* **PAGE EXTRACT**:
=======

Solving a LinkedIn Data Science SQL Interview Question

instead of average, could you use MAX?

ryezizzle

I am trying to imitate how you explain your thinking, I think it is very important in a live interview! Great video jay.

icvsmiglani

I think the query where your rolling up for getting final output is incorrect. You should be using count of userid in outer query not sum as aggregate.

Instead of using avg. Using max could be a better option.

GadgetsOfHitanshYadav

My solution -

select
sum(case when n_job_id = n_job_posted then 1 else 0 end) as post_one_time
, sum(case when n_job_id < n_job_posted then 1 else 0 end) as post_multiple_times

from
(select
user_id
, count(distinct job_id) as n_job_id
, count(*) as n_job_posted

from job_postings
group by 1) a

Leon_

Is the whole problem#2 part missing? What about the "within 180 days of posting the same job again" constraint? I think you'll need a self join to do that.

nanfengbb

Window Function of Rank on number of times posted partitioned by user_id, jobId and order by desc of number of times

Filter for 1 thereby getting the max

case when this max > 1 then more than once else less than once


we can just use a max as well at the same hierarchy level

adibhatlavivekteja

It would be great to hear your thoughts on this query. It might be bit short but the credit for crux of the code goes to Jay.

With cte (
Select user_id, job_id, count(distinct date_posted) as job_posted from job_posting
Group by 1, 2)

Select sum(case when max(job_posted) over () = 1 then 1 end) as user_once,
sum(case when max(job_posted) over() != 1 then 1 end) as user_multiple from cte
Group by user_id;

vandanalunia

I think this should work:

select
count(distinct case when num_post >1 then 1 end) as num_post_mult
, count(distinct user_id) - num_post_mult as num_post_1
from(
select
user_id
, job_id
, count(distinct date_posted) as num_post
from job_postings)

oliveiralgm

Nice. Thanks for these videos. I wouldn’t have thought of using an average. Are you going to do a video on the 2nd question?

=======

* **ENTRIES SUPPLIED**:
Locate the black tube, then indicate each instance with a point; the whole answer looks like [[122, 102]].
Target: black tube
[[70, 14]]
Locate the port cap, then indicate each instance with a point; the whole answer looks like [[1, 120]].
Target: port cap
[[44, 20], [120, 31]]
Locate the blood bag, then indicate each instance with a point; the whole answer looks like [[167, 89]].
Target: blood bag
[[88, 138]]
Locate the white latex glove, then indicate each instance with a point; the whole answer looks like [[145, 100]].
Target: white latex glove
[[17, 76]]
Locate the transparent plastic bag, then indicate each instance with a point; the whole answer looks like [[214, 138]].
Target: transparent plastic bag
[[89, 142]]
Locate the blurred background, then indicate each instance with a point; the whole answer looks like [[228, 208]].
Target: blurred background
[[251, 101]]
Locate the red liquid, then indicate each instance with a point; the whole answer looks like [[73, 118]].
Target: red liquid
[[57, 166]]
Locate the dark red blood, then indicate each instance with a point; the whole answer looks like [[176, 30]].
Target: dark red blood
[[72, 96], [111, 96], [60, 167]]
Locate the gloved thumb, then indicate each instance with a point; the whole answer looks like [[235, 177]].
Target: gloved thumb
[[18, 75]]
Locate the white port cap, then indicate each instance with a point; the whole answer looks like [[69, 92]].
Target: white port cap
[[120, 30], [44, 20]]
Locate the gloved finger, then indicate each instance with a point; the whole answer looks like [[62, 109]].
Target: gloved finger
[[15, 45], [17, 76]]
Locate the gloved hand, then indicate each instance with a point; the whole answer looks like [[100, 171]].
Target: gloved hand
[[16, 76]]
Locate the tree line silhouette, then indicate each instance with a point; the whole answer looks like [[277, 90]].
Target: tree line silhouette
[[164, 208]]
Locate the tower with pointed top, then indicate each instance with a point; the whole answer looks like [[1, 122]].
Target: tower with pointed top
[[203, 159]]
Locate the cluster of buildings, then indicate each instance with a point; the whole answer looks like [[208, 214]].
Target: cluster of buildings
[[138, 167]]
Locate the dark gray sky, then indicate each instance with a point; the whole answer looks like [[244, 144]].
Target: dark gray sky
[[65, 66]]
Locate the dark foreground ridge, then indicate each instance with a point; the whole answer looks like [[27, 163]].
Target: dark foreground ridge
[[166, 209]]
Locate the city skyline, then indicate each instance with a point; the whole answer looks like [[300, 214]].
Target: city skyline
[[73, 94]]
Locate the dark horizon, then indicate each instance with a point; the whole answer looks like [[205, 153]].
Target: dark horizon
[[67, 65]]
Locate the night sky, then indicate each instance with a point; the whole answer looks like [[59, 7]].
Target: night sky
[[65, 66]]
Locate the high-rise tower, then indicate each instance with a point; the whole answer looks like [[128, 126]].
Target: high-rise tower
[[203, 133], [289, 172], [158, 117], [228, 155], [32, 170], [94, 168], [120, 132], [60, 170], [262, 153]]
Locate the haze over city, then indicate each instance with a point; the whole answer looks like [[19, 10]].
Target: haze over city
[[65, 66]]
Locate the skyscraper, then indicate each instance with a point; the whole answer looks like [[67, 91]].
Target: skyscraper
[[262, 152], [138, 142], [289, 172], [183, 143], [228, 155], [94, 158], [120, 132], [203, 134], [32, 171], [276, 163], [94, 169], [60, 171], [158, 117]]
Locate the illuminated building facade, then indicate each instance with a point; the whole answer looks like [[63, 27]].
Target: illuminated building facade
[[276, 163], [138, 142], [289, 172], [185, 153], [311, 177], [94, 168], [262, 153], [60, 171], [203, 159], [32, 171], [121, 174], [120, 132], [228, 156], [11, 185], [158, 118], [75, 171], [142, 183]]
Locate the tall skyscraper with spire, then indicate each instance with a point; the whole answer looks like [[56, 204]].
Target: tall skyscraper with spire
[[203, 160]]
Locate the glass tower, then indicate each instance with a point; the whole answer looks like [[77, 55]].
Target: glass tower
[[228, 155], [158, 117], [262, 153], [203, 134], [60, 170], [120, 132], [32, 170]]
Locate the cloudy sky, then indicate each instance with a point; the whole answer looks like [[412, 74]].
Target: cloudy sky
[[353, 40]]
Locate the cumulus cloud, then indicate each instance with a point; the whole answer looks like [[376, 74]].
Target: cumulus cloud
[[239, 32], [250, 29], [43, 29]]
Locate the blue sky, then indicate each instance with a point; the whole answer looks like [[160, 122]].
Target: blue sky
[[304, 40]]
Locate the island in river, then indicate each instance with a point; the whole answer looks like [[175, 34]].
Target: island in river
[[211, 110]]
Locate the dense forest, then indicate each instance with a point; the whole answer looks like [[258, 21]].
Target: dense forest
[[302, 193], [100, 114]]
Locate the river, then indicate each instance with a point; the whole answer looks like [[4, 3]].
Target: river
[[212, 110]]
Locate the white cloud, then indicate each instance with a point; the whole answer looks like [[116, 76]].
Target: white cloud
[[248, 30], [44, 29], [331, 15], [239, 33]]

=======

* **TASKS AND EXERCISES**:
(a) Answer these questions about the LinkedIn SQL interview thread, please:
(i) Which function do commenters suggest using instead of average?
(ii) What kind of join does the comment asking "Is the whole problem#2 part missing?" say will be needed?
(iii) In the comment calling the final rollup query incorrect, what should the outer query use in place of sum?
(b) Pick up the LinkedIn SQL interview thread after its last comment and add a comment or two.

* **RESPONSE LIST**:
(a)
(i) MAX
(ii) A self join
(iii) The count of userid

(b)
neversaynever

I think this should work for the 1st question -

with cte(user_id, freq) as
(select user_id, case when sum(ct) = count(job_id) then 'Y' else 'N' end as freq
from
(select user_id, job_id, count(id) as ct
from job_postings
group by user_id, job_id)
group by user_id)
select count(case when freq = 'Y' then 1 else null end) as only_once,
count(case when freq = 'N' then 1 else null end) as more_than once
from cte;

shruthinalpetadimurthy

Hey Jay, here's my solution, please do let me know what you think🙈 I'm a bit unsure about the group by in the main query

with t as
(select user_id, job_id, count(date_posted) num_posted
from job_postings
group by 1, 2)

select user_once,  
user_multiple
from t
group by user_id


If the above code doesn't work, the following should do, hopefully

with t as
(select user_id, job_id, count(date_posted) num_posted
from job_postings
group by 1, 2),
tt as
(select count(job_id) num_jobs, sum(num_posted) sum_num_posted
from t
group by user_id)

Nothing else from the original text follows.